(Data excerpts Opens)

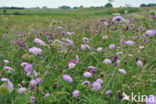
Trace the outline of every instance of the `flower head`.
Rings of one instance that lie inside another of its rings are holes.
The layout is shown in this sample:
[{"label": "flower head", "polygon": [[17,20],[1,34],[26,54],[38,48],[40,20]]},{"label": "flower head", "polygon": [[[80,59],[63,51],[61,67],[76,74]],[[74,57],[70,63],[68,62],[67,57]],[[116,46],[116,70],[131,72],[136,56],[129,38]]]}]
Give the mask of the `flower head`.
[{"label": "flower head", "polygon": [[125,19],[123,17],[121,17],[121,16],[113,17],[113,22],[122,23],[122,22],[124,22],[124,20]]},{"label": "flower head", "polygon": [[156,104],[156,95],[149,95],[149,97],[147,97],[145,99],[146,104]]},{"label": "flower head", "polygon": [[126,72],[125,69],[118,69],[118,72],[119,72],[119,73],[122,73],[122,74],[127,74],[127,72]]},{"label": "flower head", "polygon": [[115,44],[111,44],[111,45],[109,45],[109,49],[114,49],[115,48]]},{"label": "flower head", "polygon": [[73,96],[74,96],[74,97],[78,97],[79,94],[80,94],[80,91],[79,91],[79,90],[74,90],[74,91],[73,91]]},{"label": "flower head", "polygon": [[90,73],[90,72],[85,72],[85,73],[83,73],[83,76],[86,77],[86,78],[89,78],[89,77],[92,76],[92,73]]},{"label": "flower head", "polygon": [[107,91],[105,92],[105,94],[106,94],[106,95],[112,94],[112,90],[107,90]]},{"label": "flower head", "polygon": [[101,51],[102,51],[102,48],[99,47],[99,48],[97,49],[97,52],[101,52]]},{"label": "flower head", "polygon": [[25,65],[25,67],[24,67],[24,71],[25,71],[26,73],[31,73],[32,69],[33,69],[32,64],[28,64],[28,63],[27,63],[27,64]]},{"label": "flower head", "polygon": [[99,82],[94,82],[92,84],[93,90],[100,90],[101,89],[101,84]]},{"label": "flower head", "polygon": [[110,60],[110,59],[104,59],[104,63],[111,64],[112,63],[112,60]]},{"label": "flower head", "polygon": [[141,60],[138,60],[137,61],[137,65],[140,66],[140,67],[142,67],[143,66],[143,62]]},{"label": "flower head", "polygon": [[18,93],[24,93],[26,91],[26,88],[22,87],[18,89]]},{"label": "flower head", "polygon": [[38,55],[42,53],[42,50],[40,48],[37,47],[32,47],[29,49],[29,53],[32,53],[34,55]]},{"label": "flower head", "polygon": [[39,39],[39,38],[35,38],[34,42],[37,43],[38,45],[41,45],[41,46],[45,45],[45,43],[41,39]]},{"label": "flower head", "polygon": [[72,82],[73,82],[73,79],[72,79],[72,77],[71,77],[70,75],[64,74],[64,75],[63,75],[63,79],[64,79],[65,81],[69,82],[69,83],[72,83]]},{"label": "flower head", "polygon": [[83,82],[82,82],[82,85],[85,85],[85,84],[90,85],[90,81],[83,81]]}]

(Data excerpts Closes)

*What is needed*
Wherever the string "instance" occurs in the data, copy the line that holds it.

*Task response*
Trace the outline of every instance of the `flower head`.
Rings of one instance that lie inside another of its rings are holes.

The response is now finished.